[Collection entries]
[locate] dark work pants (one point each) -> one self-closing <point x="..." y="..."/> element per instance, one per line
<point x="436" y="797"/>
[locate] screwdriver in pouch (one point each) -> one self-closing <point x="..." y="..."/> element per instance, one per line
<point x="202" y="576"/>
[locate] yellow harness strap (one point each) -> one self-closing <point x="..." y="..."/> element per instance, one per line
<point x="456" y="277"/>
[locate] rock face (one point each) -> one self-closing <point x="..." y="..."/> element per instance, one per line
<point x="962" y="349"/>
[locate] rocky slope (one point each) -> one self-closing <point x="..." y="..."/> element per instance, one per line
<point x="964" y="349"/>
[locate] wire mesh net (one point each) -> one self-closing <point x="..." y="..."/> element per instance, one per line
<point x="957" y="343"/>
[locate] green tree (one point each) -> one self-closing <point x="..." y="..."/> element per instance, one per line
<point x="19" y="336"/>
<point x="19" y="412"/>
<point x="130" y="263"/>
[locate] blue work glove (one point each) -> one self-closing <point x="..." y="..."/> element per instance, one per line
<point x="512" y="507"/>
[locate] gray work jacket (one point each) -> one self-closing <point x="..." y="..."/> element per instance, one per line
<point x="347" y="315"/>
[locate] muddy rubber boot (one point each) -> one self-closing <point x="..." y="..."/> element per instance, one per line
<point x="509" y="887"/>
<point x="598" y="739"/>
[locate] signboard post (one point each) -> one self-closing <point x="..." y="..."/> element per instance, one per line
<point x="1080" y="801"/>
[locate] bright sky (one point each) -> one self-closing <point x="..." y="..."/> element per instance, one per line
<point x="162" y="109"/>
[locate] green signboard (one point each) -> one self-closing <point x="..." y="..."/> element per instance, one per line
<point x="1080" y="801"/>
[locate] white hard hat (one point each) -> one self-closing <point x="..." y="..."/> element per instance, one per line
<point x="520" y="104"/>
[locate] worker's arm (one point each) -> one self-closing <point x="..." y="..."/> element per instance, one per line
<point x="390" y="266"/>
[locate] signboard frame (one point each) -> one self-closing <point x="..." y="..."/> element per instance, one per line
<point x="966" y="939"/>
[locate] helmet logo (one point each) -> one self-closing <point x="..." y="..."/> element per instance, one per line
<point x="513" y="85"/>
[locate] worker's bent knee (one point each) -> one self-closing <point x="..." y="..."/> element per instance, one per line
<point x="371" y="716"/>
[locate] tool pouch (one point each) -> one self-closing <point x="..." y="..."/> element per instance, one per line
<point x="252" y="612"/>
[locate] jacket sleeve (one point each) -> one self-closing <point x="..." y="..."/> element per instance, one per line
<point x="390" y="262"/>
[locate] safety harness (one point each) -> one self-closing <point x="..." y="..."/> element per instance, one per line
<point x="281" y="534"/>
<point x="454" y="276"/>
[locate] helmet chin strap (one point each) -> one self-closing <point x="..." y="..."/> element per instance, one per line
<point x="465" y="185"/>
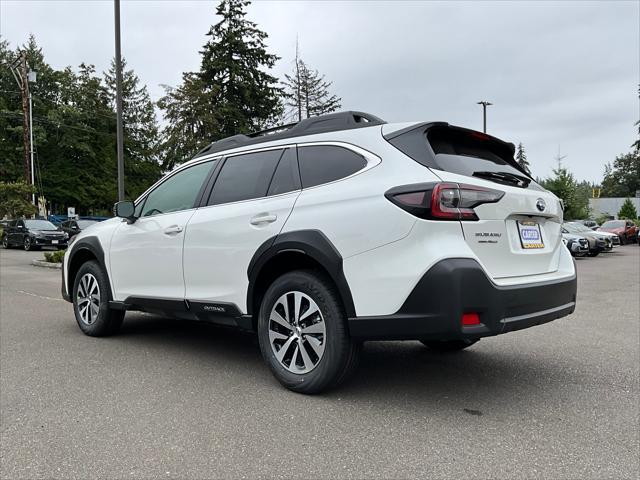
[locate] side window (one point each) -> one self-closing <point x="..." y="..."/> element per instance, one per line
<point x="325" y="163"/>
<point x="286" y="178"/>
<point x="178" y="192"/>
<point x="244" y="177"/>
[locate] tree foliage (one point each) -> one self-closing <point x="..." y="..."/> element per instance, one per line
<point x="622" y="179"/>
<point x="573" y="195"/>
<point x="307" y="92"/>
<point x="521" y="158"/>
<point x="15" y="200"/>
<point x="628" y="210"/>
<point x="74" y="130"/>
<point x="232" y="93"/>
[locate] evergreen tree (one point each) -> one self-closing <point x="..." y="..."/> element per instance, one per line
<point x="232" y="93"/>
<point x="565" y="187"/>
<point x="140" y="130"/>
<point x="628" y="210"/>
<point x="191" y="122"/>
<point x="521" y="158"/>
<point x="623" y="178"/>
<point x="307" y="92"/>
<point x="244" y="96"/>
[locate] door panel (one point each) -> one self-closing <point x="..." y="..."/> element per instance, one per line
<point x="221" y="240"/>
<point x="146" y="257"/>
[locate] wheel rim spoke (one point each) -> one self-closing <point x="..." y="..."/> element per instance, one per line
<point x="296" y="346"/>
<point x="88" y="299"/>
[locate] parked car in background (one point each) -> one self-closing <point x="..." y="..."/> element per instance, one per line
<point x="626" y="230"/>
<point x="33" y="234"/>
<point x="577" y="244"/>
<point x="592" y="224"/>
<point x="73" y="227"/>
<point x="610" y="239"/>
<point x="596" y="244"/>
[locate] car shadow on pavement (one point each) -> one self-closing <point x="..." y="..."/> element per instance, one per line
<point x="473" y="381"/>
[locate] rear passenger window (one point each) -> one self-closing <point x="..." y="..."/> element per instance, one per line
<point x="244" y="177"/>
<point x="325" y="163"/>
<point x="286" y="178"/>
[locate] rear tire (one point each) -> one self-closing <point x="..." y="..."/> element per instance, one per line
<point x="307" y="347"/>
<point x="448" y="345"/>
<point x="91" y="302"/>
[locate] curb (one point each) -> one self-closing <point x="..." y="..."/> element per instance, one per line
<point x="42" y="263"/>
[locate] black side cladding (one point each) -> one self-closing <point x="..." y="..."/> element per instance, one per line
<point x="312" y="243"/>
<point x="86" y="244"/>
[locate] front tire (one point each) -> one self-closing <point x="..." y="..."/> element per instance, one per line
<point x="448" y="345"/>
<point x="91" y="302"/>
<point x="28" y="245"/>
<point x="303" y="333"/>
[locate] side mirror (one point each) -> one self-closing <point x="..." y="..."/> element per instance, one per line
<point x="124" y="209"/>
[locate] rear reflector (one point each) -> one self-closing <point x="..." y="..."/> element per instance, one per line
<point x="470" y="319"/>
<point x="442" y="201"/>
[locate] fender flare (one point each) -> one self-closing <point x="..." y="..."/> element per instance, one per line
<point x="91" y="244"/>
<point x="312" y="243"/>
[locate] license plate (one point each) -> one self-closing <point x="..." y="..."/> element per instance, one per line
<point x="530" y="235"/>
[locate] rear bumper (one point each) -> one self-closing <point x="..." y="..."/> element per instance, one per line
<point x="452" y="287"/>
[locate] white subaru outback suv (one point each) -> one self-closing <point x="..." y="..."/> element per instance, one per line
<point x="325" y="233"/>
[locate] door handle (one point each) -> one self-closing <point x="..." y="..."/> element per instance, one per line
<point x="172" y="230"/>
<point x="263" y="218"/>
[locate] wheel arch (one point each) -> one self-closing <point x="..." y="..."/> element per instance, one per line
<point x="85" y="250"/>
<point x="302" y="249"/>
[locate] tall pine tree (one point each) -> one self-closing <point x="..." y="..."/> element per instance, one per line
<point x="307" y="92"/>
<point x="232" y="93"/>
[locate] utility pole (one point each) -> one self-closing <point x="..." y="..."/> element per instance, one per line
<point x="484" y="104"/>
<point x="119" y="130"/>
<point x="19" y="70"/>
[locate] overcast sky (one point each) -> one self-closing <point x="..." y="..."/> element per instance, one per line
<point x="560" y="74"/>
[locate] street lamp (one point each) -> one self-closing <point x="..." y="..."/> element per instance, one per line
<point x="484" y="104"/>
<point x="31" y="78"/>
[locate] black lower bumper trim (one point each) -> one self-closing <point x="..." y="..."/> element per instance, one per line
<point x="452" y="287"/>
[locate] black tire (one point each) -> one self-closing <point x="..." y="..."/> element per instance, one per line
<point x="340" y="355"/>
<point x="28" y="245"/>
<point x="448" y="345"/>
<point x="107" y="321"/>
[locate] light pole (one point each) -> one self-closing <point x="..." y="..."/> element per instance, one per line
<point x="119" y="133"/>
<point x="484" y="104"/>
<point x="31" y="77"/>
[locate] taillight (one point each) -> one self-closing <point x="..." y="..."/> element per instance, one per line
<point x="442" y="201"/>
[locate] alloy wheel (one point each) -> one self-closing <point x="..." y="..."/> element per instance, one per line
<point x="88" y="299"/>
<point x="297" y="332"/>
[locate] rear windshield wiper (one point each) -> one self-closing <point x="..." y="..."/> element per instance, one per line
<point x="505" y="177"/>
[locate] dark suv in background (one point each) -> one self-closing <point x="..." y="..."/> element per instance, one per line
<point x="33" y="234"/>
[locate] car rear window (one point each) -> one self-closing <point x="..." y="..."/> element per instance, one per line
<point x="468" y="152"/>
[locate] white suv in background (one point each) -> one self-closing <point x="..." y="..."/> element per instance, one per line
<point x="335" y="230"/>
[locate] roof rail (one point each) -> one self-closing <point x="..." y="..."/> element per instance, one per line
<point x="331" y="122"/>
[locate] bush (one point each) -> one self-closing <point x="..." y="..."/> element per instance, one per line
<point x="54" y="257"/>
<point x="627" y="211"/>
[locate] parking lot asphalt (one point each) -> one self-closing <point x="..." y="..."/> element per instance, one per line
<point x="173" y="399"/>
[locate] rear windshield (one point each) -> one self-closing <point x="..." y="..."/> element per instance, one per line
<point x="40" y="225"/>
<point x="613" y="224"/>
<point x="469" y="153"/>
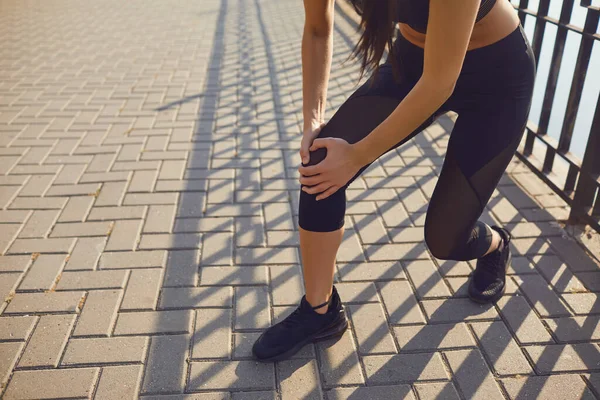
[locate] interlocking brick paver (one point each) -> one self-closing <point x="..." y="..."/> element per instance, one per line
<point x="99" y="313"/>
<point x="160" y="188"/>
<point x="165" y="370"/>
<point x="153" y="322"/>
<point x="49" y="338"/>
<point x="105" y="350"/>
<point x="27" y="303"/>
<point x="548" y="387"/>
<point x="51" y="384"/>
<point x="119" y="382"/>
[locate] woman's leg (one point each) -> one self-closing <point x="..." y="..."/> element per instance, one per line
<point x="465" y="185"/>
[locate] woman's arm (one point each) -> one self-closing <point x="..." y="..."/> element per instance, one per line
<point x="317" y="45"/>
<point x="448" y="31"/>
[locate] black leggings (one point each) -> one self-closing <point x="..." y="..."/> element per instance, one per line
<point x="492" y="98"/>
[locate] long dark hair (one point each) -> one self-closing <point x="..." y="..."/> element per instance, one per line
<point x="377" y="26"/>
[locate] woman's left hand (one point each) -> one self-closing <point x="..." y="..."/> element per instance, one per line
<point x="339" y="166"/>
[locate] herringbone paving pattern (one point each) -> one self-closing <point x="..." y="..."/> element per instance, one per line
<point x="148" y="230"/>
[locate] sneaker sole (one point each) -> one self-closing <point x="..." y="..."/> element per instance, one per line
<point x="497" y="296"/>
<point x="332" y="332"/>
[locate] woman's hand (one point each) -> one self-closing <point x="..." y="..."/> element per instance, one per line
<point x="339" y="166"/>
<point x="307" y="138"/>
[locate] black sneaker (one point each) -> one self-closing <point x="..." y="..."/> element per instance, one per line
<point x="301" y="327"/>
<point x="488" y="281"/>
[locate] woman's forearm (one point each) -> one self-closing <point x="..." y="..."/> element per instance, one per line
<point x="422" y="101"/>
<point x="316" y="65"/>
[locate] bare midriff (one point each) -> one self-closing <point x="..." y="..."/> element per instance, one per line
<point x="496" y="25"/>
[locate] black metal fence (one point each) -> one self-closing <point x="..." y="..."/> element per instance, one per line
<point x="576" y="181"/>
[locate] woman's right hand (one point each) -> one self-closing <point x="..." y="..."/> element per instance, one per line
<point x="308" y="137"/>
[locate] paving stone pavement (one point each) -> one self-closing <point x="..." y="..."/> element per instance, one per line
<point x="148" y="197"/>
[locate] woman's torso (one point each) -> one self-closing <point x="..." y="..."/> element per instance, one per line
<point x="496" y="20"/>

Activity: Please set down exactly the lines running from the one with "[locate] woman's hand" to the last line of the entries above, both of them included, and no others.

Result for this task:
[locate] woman's hand (one point each) -> one self-closing <point x="..." y="..."/> element per instance, one per line
<point x="339" y="166"/>
<point x="307" y="138"/>
[locate] black sneaker (one point each) -> one self-closing <point x="..." y="..."/> element per instance, one per line
<point x="301" y="327"/>
<point x="488" y="281"/>
[locate] woman's forearm (one point each) -> one self-closing <point x="..." y="..."/> element per instance, one per line
<point x="422" y="101"/>
<point x="316" y="65"/>
[locate] bare midriff (one point each) -> one self-closing <point x="..." y="..."/> element per instance, one per line
<point x="496" y="25"/>
[locate] black metal fence (one point each) -> one self-closing <point x="..." y="..."/> element per instance, one per line
<point x="576" y="181"/>
[locate] woman's right hand (one point each) -> one self-closing <point x="..." y="..."/> element per instance, one per line
<point x="308" y="137"/>
[locate] paving stone pavement (one point each) -> one self-closing <point x="..." y="..."/> element per instance, one per line
<point x="148" y="197"/>
[locate] woman's torso (one point each) -> one self-closing <point x="..." y="..."/> element per instance, one per line
<point x="496" y="20"/>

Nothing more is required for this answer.